[Point-per-instance localization data]
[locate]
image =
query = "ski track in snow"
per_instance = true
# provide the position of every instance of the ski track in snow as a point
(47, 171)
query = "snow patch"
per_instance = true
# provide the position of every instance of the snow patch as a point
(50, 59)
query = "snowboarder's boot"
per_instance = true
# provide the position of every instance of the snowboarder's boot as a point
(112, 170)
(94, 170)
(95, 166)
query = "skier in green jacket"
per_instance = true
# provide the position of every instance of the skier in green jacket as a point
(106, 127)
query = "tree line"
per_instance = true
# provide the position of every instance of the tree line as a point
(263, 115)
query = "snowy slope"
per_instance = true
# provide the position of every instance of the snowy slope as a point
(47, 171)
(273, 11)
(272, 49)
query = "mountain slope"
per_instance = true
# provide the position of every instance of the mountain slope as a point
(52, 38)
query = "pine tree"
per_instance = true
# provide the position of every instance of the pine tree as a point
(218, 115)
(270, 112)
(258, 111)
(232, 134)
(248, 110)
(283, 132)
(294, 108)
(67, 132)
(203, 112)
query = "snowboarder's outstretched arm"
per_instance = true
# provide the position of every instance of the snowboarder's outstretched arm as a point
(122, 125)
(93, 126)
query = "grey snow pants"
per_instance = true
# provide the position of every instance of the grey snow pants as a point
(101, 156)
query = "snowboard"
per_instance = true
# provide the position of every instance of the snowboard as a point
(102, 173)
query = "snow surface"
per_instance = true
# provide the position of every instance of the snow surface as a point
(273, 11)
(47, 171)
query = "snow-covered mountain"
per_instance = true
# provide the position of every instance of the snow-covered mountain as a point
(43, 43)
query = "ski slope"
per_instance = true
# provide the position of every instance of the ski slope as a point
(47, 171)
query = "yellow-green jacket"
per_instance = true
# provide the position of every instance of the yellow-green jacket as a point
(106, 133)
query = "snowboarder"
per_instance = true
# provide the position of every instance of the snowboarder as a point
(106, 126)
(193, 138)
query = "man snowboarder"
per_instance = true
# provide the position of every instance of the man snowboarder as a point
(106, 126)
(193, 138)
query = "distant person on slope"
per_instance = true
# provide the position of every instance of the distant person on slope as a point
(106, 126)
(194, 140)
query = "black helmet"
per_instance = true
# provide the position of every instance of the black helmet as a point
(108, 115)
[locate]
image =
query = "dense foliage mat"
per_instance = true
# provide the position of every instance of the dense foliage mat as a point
...
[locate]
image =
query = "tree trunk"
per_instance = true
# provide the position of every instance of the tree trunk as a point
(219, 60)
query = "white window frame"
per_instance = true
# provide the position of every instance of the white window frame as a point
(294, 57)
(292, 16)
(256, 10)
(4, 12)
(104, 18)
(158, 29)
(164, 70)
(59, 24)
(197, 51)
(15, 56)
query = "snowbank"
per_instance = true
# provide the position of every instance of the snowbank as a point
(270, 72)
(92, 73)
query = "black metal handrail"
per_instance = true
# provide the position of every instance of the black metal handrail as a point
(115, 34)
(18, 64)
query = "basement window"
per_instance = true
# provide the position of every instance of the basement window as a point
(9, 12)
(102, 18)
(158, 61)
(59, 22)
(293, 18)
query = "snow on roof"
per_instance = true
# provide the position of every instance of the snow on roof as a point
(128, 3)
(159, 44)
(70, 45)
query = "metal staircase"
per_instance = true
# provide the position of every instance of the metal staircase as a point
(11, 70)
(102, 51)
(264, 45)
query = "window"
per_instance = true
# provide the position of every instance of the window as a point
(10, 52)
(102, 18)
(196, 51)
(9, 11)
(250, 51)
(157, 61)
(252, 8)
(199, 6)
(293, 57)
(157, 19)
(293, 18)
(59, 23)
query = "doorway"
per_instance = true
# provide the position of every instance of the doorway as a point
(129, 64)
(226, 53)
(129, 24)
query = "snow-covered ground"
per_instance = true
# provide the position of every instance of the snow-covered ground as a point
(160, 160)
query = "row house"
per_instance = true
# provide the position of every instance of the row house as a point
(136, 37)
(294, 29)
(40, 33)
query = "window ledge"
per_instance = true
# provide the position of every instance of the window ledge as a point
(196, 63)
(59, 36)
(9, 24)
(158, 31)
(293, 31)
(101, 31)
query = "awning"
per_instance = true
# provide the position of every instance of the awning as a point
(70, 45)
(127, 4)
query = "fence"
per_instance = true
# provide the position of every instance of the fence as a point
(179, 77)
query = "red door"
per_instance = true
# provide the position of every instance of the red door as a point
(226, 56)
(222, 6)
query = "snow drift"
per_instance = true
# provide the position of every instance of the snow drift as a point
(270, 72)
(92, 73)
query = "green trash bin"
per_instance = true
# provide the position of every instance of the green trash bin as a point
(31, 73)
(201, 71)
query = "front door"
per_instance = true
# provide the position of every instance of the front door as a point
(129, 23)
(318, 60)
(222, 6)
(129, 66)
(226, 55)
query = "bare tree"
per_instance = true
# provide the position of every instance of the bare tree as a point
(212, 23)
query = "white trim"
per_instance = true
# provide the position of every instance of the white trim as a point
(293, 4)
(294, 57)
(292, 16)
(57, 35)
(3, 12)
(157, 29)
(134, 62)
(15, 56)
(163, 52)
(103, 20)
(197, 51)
---
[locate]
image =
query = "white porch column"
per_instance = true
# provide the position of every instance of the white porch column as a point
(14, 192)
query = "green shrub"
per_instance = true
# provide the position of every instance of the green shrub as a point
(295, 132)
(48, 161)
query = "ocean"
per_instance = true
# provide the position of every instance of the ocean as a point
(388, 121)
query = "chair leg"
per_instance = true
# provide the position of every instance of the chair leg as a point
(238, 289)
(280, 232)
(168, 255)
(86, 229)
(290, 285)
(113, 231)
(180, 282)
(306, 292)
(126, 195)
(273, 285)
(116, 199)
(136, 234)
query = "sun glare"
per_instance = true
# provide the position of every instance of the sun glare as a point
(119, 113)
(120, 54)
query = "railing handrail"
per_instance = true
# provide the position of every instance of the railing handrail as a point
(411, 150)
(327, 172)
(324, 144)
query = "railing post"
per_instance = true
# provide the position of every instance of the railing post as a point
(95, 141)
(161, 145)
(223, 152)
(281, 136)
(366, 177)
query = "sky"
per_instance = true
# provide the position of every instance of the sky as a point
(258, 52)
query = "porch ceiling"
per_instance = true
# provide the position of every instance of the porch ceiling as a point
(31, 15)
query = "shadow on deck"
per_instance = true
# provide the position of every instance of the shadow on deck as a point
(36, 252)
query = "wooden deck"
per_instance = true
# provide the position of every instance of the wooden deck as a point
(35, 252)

WORK ITEM
Write out each line above that contains the word "dense".

PROBLEM SOLUTION
query = "dense foliage mat"
# provide the position of every instance of the dense foliage mat as a point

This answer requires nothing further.